- [EXERCISE DIRECTIONS]: Please reproduce the stretch of entries below from the line containing "In the photograph above, where can the bird's foot" through the end of the entries, shifting each answer coordinate by adding 135 to both of its numbers and leaving every other line unchanged.

- [MATERIAL SHOWN]:
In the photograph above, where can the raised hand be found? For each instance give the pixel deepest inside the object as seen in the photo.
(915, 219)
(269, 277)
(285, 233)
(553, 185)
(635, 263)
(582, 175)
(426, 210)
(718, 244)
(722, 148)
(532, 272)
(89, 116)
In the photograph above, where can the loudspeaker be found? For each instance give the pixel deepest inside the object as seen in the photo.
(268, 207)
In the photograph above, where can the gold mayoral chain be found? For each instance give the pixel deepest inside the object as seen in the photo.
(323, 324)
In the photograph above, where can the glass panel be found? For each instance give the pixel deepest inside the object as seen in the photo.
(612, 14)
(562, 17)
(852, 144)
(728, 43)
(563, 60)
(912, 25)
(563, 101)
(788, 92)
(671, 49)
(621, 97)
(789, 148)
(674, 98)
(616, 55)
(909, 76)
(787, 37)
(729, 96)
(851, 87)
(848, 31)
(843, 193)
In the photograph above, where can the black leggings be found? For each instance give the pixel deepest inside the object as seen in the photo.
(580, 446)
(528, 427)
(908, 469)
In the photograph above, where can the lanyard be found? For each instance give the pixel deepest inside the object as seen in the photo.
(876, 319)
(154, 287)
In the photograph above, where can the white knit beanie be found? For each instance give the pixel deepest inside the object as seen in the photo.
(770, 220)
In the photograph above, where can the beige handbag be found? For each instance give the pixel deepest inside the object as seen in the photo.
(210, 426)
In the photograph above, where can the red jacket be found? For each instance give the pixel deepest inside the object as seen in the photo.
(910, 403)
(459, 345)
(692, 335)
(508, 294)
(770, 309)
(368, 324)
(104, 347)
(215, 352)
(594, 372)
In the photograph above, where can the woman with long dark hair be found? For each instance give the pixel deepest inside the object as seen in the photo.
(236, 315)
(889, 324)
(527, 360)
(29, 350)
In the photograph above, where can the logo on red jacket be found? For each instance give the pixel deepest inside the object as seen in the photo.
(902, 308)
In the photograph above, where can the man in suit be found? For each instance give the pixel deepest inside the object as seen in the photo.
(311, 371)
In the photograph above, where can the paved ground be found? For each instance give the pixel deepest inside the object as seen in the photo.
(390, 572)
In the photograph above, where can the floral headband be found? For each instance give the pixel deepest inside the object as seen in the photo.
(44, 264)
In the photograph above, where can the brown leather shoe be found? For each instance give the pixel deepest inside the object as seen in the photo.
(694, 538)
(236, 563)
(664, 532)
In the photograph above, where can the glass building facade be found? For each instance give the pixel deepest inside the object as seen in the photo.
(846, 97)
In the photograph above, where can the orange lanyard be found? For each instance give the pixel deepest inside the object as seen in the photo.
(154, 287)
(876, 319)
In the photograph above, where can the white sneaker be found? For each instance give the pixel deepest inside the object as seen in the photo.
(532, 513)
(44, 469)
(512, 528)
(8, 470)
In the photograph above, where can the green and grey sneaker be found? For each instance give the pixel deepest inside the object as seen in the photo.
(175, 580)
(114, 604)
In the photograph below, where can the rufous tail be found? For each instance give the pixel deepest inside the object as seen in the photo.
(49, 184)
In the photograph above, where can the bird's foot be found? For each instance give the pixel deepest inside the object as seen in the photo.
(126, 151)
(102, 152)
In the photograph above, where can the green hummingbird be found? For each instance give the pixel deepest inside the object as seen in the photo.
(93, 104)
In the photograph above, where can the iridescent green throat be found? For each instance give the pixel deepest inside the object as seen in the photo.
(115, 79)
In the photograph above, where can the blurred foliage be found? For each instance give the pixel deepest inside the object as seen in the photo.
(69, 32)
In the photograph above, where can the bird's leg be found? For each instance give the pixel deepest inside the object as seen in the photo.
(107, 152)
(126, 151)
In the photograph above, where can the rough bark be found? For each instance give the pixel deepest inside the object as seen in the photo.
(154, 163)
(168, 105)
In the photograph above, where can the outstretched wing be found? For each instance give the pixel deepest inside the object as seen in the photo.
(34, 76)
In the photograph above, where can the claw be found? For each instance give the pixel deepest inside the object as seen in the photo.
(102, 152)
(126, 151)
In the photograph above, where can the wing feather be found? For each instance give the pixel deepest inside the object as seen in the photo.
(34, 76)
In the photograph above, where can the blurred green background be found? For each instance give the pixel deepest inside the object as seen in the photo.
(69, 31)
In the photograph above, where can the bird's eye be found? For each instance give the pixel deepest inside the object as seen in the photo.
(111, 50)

- [SOLUTION]:
In the photograph above, where can the bird's foot be found? For each instance give the pixel deepest inside the object as seen in the photo.
(261, 286)
(237, 287)
In the photograph above, where can the green hummingbird be found? For each instance give the pixel deepest inside the object as seen in the photo.
(228, 239)
In the photograph above, where can the iridescent green throat be found? For each instance give the pixel deepest inside the object as seen in the photo.
(250, 214)
In the photograph above, where can the blurred foliage be found? For each instance give the pixel deepest inside the object as seen in the photo.
(204, 167)
In the photograph above, where can the bird's leg be found? For each instance give the pixel deepest inside the object as seen in the photo.
(242, 287)
(261, 286)
In the photograph above, where can the rough bark be found? For each instance give the pixel deepest inside the object as seen in the photo.
(289, 298)
(303, 240)
In the photograph above, where can the outstretched wing be found? For each instance give the pixel deepest inside the object as seen in the photo.
(169, 211)
In the photograph above, where can the claw be found? For each instance give the pixel deepest inside the object as seen in the photo.
(237, 287)
(261, 286)
In the photograph above, where can the wing feather be found? For each instance give the pixel deepest inside the object as seen in the photo.
(169, 211)
In the photograph above, where can the blurred green background be found? For each instance give the pixel deepest inside the object as seen in the photo.
(204, 166)
In the photograph above, where can the bird's eye be found? For each instance give the pixel deepest inside the object as seen in the photo.
(246, 185)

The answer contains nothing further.